» What to produce: Copy word for word the lines below from the one containing "Please tag the man's arm" to the one containing "column 89, row 182", including both of those lines.

[start Source data]

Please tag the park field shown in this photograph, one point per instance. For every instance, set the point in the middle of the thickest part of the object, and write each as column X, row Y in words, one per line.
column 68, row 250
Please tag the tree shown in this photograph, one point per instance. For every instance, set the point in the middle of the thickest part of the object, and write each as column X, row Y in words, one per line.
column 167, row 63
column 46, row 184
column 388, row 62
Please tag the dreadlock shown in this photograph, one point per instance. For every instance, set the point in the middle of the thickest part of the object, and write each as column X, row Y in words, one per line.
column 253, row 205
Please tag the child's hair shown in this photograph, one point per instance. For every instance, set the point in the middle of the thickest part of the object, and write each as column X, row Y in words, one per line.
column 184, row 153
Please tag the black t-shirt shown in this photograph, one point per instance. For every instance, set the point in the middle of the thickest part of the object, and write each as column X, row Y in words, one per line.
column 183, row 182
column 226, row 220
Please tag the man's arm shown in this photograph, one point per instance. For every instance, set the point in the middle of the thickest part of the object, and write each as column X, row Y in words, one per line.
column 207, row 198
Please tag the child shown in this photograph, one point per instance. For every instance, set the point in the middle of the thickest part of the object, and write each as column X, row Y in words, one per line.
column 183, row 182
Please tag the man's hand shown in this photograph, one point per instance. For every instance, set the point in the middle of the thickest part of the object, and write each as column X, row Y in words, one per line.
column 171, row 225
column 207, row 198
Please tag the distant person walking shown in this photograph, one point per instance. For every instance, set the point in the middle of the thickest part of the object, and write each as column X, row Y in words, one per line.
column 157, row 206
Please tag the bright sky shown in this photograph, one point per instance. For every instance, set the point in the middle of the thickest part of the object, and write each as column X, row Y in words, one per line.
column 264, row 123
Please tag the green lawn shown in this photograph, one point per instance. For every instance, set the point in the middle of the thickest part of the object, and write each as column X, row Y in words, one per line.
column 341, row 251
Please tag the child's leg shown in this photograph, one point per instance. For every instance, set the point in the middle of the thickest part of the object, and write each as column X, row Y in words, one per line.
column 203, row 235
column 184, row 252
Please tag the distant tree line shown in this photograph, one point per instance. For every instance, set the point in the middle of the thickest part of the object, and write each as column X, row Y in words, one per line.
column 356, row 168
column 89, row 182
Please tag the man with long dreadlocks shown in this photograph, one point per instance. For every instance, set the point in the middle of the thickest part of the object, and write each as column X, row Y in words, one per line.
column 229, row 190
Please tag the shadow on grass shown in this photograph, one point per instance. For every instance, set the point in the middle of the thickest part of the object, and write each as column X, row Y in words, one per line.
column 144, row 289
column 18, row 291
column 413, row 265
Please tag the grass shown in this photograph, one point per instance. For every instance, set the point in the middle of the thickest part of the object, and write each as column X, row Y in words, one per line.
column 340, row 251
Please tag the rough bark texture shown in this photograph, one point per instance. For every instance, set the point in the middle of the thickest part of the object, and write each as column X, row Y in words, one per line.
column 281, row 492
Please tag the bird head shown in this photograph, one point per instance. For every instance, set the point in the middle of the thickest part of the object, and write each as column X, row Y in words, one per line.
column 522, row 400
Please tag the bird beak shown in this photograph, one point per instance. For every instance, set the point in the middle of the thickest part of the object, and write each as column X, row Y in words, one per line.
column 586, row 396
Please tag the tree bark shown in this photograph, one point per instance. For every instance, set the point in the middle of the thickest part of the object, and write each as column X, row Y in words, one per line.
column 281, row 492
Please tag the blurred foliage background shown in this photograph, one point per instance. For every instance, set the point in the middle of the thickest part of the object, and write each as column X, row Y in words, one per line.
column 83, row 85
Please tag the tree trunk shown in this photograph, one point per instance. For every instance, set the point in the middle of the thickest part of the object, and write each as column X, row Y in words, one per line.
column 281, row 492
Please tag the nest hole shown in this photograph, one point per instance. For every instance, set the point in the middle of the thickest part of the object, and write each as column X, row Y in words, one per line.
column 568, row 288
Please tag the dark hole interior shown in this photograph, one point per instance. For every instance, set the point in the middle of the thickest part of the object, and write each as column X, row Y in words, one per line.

[end Source data]

» Complete output:
Please tag the man's arm shown in this photograph, one point per instance. For every instance, set the point in the middle of the thickest part of the object, and write each as column X, row Y in words, one per line.
column 207, row 198
Please tag the child shown in this photograph, one point per instance. For every instance, set the point in the middle of the thickest part of the object, and write each as column X, row Y in words, one per line.
column 183, row 182
Please tag the man's hand shown in this photograph, one point per instance. For every instance, set the point in the middle of the thickest part of the object, and write each as column X, row Y in words, one per line.
column 171, row 225
column 207, row 198
Please tag the distant person walking shown in this photograph, one point per instance. For every instance, set the point in the middle of the thickest part of the object, and write each as column X, row Y in words, one per line.
column 157, row 206
Please tag the bright sky shown in this photograph, one point per instance. For every instance, set the point in the middle of the thickest part of the object, and write each as column X, row Y in words, one per line.
column 264, row 123
Please tag the green lawn shown in this photograph, one point per instance. For every instance, set the point in the middle of the thickest part of the object, and write each as column X, row Y in words, one per line.
column 341, row 251
Please tag the child's leg shown in this photograph, one point per instance. For every instance, set the point in the middle of the thickest part of the object, and write each as column X, row Y in words, one per line.
column 203, row 235
column 184, row 252
Please tag the distant tree line shown in this photograph, one point per instance. For every instance, set the point in the middle of the thickest part of the object, and write each as column X, row Y in words, one per line.
column 356, row 168
column 89, row 182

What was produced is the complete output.